• **Source information**
--- START ---
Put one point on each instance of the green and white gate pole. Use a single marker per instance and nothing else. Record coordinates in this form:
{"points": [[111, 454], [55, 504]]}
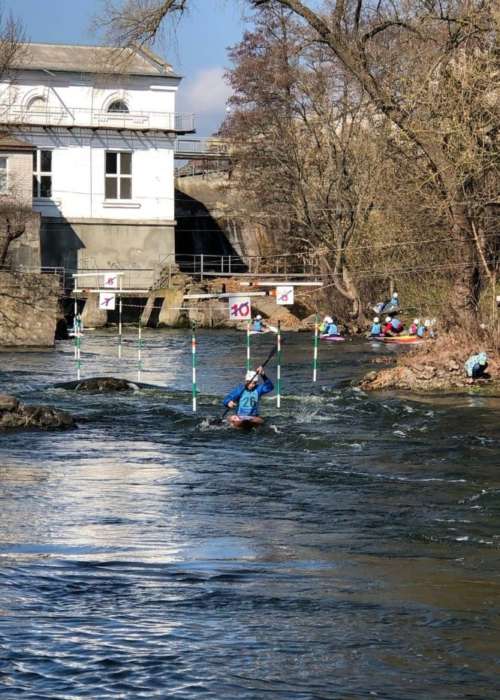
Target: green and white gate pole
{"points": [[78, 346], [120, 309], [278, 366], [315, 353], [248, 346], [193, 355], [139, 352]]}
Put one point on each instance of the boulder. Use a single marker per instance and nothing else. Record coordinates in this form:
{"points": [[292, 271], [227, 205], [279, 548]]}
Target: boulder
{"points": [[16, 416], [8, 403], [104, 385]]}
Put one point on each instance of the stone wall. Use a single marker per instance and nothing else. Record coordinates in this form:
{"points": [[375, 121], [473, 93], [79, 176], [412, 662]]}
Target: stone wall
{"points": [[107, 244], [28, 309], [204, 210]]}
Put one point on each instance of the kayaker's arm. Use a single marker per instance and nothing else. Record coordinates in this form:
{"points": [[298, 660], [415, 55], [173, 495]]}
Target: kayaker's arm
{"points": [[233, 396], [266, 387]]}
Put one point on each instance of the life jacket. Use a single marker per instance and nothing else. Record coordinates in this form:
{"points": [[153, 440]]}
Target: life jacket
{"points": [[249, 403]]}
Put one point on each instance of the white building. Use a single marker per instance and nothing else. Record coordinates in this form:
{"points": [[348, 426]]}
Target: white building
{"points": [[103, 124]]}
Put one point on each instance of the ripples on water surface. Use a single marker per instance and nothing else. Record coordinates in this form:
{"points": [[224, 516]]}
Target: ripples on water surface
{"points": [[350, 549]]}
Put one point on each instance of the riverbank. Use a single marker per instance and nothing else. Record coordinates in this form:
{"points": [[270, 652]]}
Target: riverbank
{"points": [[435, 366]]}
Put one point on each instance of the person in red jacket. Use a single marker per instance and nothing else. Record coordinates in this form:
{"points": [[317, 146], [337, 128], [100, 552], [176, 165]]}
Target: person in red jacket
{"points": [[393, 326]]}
--- END ---
--- START ---
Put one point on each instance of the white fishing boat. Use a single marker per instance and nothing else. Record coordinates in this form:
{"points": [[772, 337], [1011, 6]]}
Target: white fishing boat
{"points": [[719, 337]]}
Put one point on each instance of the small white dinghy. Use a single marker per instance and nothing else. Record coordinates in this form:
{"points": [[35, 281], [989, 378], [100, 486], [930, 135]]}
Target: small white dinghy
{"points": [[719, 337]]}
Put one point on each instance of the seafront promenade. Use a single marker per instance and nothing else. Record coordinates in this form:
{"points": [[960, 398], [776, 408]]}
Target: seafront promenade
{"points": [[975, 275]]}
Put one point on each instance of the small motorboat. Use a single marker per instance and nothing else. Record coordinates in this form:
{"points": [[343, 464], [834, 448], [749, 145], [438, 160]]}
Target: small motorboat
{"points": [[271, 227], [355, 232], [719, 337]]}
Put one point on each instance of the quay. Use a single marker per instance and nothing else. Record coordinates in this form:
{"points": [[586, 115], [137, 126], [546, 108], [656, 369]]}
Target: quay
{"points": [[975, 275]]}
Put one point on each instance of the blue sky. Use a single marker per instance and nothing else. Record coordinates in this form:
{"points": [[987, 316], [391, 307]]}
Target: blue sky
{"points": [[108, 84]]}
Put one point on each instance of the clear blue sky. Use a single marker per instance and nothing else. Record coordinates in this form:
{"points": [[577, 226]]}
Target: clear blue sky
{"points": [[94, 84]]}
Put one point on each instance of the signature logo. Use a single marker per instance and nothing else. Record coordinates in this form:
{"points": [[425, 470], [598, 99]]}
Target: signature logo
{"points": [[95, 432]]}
--- END ---
• **What you are asked to do**
The material above holds pictures; leave them out and set down exactly the lines from the line with "Put one point on each instance of the green" to the line with "Put one point on each instance of the kayaker's", both included.

• **Exercise solution**
Put one point on each instance of the green and white gate pole. Use a single marker per instance and nothing else. Record coordinates in this form:
{"points": [[111, 454], [55, 504]]}
Target: green and white gate pole
{"points": [[78, 346], [120, 309], [278, 366], [315, 353], [248, 346], [193, 355], [139, 352]]}
Put one point on each instance of the boulder. Use a single marker per instance and nothing else. Record coordinates in this form:
{"points": [[292, 271], [227, 205], [279, 548]]}
Target: boulder
{"points": [[16, 416], [8, 403], [104, 385]]}
Put one point on each instance of the stone wall. Use a single marker per instance and nothing else. Record coordinates in this form:
{"points": [[375, 121], [473, 93], [79, 176], [412, 662]]}
Target: stone wall
{"points": [[107, 244], [28, 309], [204, 210]]}
Put one point on each instance of the kayaker's arm. Use a single marker per instance and nothing else. Record coordinates in this form:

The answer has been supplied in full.